Written problem 1:
Answer these questions about the Ray Tune issue thread:
(a) Which Ray version is listed under versions and dependencies?
(b) What instance type does JosephRRB say is being used?
(c) What elapsed time is reported for reuse_actors=False?

───── Passage shown ─────

Versions / Dependencies

python==3.11.7 ray==2.8.0

Reproduction script

from ray import tune
from ray.tune.search.basic_variant import BasicVariantGenerator

params = {
    "x1": tune.uniform(-5, 5),
    "x2": tune.uniform(-5, 5),
}

def objective_fn(config):
    fn = (config["x1"] - 2)**2 + (config["x2"] + 3)**2
    return {"fn": fn}

searcher = BasicVariantGenerator()
tune_config = tune.TuneConfig(
    metric="fn",
    mode="min",
    search_alg=searcher,
    num_samples=200,
)

tuner = tune.Tuner(
    objective_fn, 
    tune_config=tune_config, 
    param_space=params
)
results = tuner.fit()

Issue Severity

Medium: It is a significant difficulty but I can work around it.

justinvyu commented 10 months ago

@JosephRRB What's your cluster setup (instance type, number of nodes, etc.)? I am not able to reproduce these errors on a m5.8xlarge.

What's the order of magnitude of the slowdown when moving from non-Ray to Ray Tune?

justinvyu commented 10 months ago

Could you try running with tuner.Tuner(..., tune_config=tune.TuneConfig(reuse_actors=False))?

JosephRRB commented 10 months ago

Thank you for your reply!

We don't have a remote cluster setup so we are only using ray-tune in an instance locally. So we're just using 1 node and our instance type is g4dn.xlarge.

Indeed, using reuse_actors=False removes the errors but the overall speed is slower. Specifically, this is how I timed it:

start = time.time()

params = {
    "x1": tune.uniform(-5, 5),
    "x2": tune.uniform(-5, 5),
}

def objective_fn(config):
    fn = (config["x1"] - 2)**2 + (config["x2"] + 3)**2
    return {"fn": fn}

searcher = BasicVariantGenerator()
tune_config = tune.TuneConfig(
    metric="fn",
    mode="min",
    search_alg=searcher,
    num_samples=200,
    reuse_actors=False
)

tuner = tune.Tuner(
    objective_fn, 
    tune_config=tune_config, 
    param_space=params
)
results = tuner.fit()
elapsed = time.time() - start
print(f"Elapsed: {elapsed} s")

And elapsed=162.90476822853088 s for reuse_actors=False while elapsed=18.27258825302124 s for reuse_actors=True

JosephRRB commented 10 months ago

Additionally, here are some timing results from comparing optuna with ray-tune vs directly using optuna. I tried it for different number of samples

It seems that the gap becomes smaller when more samples are used.

───── Supplied records ─────

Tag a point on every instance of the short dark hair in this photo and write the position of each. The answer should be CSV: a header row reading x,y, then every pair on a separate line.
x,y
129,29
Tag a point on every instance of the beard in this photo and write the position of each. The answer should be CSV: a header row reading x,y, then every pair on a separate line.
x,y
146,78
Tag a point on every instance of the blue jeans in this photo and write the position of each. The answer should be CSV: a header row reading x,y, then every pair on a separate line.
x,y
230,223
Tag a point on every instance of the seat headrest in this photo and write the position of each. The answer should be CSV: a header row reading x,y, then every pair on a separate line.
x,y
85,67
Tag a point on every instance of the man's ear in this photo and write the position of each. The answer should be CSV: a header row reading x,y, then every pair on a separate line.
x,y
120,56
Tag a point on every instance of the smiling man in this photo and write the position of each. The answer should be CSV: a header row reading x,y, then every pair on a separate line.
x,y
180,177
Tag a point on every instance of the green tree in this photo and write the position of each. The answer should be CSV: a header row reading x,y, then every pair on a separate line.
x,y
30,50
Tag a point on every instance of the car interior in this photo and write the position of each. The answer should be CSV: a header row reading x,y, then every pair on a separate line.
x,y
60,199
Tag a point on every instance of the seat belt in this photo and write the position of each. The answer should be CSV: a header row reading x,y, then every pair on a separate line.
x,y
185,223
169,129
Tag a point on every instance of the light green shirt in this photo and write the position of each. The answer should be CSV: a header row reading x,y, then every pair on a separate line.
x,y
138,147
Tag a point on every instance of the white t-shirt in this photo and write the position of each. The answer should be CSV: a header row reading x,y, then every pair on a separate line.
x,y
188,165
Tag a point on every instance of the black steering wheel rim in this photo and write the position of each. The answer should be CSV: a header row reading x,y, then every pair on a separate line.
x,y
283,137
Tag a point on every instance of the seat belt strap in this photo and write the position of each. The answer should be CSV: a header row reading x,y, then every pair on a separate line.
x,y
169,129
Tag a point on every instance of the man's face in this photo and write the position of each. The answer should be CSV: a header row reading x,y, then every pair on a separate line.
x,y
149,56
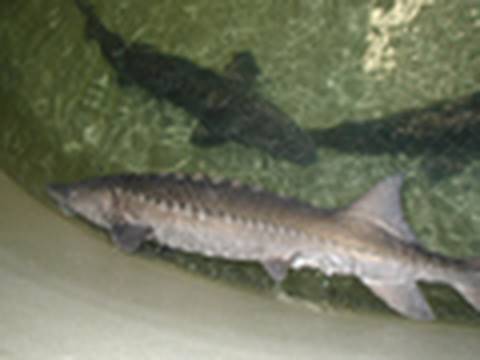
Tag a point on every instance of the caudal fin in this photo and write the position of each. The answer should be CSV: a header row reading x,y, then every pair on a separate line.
x,y
405,298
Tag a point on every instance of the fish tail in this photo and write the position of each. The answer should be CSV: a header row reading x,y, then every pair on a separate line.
x,y
468,284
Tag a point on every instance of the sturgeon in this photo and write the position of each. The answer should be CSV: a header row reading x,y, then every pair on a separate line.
x,y
368,239
225,105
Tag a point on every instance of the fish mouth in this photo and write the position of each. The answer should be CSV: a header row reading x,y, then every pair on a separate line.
x,y
60,194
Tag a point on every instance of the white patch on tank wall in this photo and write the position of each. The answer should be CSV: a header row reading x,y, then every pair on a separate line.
x,y
380,55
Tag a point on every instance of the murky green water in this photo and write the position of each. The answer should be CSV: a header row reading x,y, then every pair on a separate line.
x,y
325,63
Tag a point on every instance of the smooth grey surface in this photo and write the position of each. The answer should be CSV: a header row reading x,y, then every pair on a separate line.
x,y
66,293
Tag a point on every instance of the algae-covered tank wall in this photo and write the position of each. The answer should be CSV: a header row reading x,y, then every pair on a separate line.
x,y
380,86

─────

Written problem 2: Reproduce the rows verbatim from the line containing "Tag a point on every instance of the seat belt strap" through the last row, including both ends. Leave out the pictures.

Correct output 1:
(a) ray==2.8.0
(b) g4dn.xlarge
(c) 162.90476822853088 s

Correct output 2:
Tag a point on every instance of the seat belt strap in this photo and write the position of each. The answer should be CSV: a header row reading x,y, then every pair on a separate line.
x,y
169,129
Tag a point on every instance of the man's face in this photo and write the position of each. The answer should be CSV: a header row reading x,y, then every pair on a separate line.
x,y
149,56
Tag a point on every instance of the caudal fin in this photo and write the position of each. The answer should be CSV: a header row reading x,y, then every pair on a separate line.
x,y
405,298
Tag a point on every instance of the fish tail in this photo and write the position of each. The answer should be CSV: a header row reading x,y, then every pair on a separate line.
x,y
468,284
Tag a point on every instance of the sturgeon in this photo and write the position of each. The answer should be CSV: a header row reading x,y, then every pair on a separate line.
x,y
368,239
225,105
Tag a point on every instance of the fish mouth in this photo and write the position of each. The answer should be CSV: a header row reading x,y, then every pair on a separate line.
x,y
60,194
Tag a point on every instance of the white patch on tank wall in this photo and write the position of each. The answer should be CSV: a header row reading x,y, then every pair on a separate line.
x,y
380,55
Tag a point on every instance of the murky green water in this photo and write the position of each. The answer should be CSV: a header row reading x,y, then every pair on a separate line.
x,y
325,63
Tag a point on every instance of the smooth grey surface in this photo and write the position of each. The answer should be CSV: a header row reading x,y, then every pair on a separate line.
x,y
66,293
Tag a point on every instance of the algae-covered tank wall in this photo and write the position of each. The answer should be CSV: a header row reading x,y, then every pair on a separate line.
x,y
380,86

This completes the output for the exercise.